--- 引用テキスト ---

ここでもウイリアムズ・ルノーの強さは変わらず、セナのフラストレーションは頂点に達していました。
シケインでのプロストとのバトルでリタイアに追い込み、またしてもプロストの怒りを買っています。
健闘したセナでしたが、またしても最終ラップのガス欠でリタイアを喫しています。
マンセルはセナとプロストの戦争をよそに3連勝をとげています。
1位:ナイジェル・マンセル(ウイリアムズ・ルノー)
2位:リカルド・パトレーゼ(ウイリアムズ・ルノー)
3位:ジャン・アレジ(フェラーリ)
7位:アイルトン・セナ(マクラーレン・ホンダ):リタイア(ガス欠)
アイルトン・セナ:51ポイント
ナイジェル・マンセル:43ポイント
第10戦:ハンガリーGP(ハンガロリンク)8/11
前線から再燃したセナ・プロのバトルですが、メディアを前に二人は収拾を宣言しています。
レースに集中したセナは予選でポールを獲得。

--- 作業データ ---

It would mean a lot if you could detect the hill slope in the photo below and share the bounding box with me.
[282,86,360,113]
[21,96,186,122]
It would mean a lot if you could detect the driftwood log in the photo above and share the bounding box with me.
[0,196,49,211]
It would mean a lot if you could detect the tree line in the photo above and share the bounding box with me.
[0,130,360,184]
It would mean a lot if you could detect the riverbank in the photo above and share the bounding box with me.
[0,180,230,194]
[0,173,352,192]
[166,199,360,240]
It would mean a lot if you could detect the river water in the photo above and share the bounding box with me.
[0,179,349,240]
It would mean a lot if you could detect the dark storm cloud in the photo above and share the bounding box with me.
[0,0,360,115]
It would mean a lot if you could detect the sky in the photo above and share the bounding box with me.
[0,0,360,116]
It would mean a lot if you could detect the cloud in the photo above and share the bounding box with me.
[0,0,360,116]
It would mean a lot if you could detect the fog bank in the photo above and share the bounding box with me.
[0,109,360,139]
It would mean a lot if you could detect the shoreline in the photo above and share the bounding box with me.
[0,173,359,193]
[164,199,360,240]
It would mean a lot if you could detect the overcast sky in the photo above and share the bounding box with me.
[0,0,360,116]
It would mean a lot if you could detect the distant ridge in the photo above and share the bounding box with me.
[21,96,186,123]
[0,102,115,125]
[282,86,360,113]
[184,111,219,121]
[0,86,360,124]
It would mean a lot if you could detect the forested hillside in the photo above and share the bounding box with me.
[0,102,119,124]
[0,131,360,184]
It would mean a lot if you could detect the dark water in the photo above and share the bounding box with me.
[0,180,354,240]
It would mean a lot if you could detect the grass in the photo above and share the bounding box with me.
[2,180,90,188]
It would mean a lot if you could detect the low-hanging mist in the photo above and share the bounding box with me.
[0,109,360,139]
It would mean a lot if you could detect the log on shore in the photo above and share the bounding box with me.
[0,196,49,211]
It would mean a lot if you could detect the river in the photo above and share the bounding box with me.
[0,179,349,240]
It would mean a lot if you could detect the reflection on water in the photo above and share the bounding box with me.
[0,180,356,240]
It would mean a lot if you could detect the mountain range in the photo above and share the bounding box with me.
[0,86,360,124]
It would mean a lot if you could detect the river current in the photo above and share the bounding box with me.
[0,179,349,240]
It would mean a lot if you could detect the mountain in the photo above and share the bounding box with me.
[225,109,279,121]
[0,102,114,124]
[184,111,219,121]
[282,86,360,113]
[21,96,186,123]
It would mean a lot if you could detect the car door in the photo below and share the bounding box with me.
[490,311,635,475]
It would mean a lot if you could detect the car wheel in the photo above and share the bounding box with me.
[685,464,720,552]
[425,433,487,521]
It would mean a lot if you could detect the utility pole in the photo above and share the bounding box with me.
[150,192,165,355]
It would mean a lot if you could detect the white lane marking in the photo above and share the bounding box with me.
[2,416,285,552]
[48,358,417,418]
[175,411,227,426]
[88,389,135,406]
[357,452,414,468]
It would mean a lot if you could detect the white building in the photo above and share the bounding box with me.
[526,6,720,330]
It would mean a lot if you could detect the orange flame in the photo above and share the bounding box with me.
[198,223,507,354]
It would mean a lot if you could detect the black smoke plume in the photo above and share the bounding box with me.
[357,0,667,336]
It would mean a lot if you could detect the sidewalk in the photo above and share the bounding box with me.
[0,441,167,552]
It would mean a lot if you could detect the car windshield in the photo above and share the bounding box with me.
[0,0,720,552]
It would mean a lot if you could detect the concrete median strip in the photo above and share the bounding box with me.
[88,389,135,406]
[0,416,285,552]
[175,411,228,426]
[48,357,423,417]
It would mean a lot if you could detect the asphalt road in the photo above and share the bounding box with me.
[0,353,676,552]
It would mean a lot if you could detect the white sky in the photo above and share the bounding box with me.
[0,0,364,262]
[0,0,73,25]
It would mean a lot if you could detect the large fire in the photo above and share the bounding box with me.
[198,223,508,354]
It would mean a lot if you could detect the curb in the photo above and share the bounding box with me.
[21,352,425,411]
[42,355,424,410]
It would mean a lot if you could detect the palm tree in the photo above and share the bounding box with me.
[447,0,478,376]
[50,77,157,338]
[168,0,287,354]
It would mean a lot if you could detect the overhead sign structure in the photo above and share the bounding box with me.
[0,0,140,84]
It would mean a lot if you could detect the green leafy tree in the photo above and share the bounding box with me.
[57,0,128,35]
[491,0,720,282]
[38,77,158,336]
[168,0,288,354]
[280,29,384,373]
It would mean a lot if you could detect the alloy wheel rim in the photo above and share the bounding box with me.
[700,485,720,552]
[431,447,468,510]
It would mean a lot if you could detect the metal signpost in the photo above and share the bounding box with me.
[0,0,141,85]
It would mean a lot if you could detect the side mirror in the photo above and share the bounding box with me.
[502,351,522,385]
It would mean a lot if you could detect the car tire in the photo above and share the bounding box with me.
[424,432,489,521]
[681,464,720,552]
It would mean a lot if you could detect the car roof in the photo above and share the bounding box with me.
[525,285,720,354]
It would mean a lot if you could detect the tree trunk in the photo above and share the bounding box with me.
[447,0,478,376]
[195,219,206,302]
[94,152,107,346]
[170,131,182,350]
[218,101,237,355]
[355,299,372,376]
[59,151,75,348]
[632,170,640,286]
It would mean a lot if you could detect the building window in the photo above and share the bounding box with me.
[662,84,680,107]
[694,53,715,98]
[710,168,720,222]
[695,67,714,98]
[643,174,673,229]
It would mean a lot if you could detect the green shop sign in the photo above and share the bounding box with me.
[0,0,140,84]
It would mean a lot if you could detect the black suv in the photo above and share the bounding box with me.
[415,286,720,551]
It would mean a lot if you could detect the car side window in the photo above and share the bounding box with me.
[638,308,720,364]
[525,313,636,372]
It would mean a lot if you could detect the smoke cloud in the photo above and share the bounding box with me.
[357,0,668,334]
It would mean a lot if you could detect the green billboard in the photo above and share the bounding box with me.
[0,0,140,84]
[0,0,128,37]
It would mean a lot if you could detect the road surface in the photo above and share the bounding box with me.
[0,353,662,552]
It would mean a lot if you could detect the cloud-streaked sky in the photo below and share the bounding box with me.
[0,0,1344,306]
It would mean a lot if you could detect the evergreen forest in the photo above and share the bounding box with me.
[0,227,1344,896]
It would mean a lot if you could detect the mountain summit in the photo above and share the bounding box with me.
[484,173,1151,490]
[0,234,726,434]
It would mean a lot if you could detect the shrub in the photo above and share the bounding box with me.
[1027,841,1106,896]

---

### 課題一覧
a - 引用テキストによると、健闘したセナがリタイアを喫したのはなぜですか。
b - 記録の中で「the green leafy」を含む行から始まり「[431,447,468,510]」を含む行で終わる範囲を、両端の行も含めて番号付きリストにまとめてください。空行は除いてください。

### 解答一覧
a - 最終ラップでガス欠になったためです。

b -
1. It would mean a lot if you could detect the green leafy tree in the photo above and share the bounding box with me.
2. [57,0,128,35]
3. [491,0,720,282]
4. [38,77,158,336]
5. [168,0,288,354]
6. [280,29,384,373]
7. It would mean a lot if you could detect the alloy wheel rim in the photo above and share the bounding box with me.
8. [700,485,720,552]
9. [431,447,468,510]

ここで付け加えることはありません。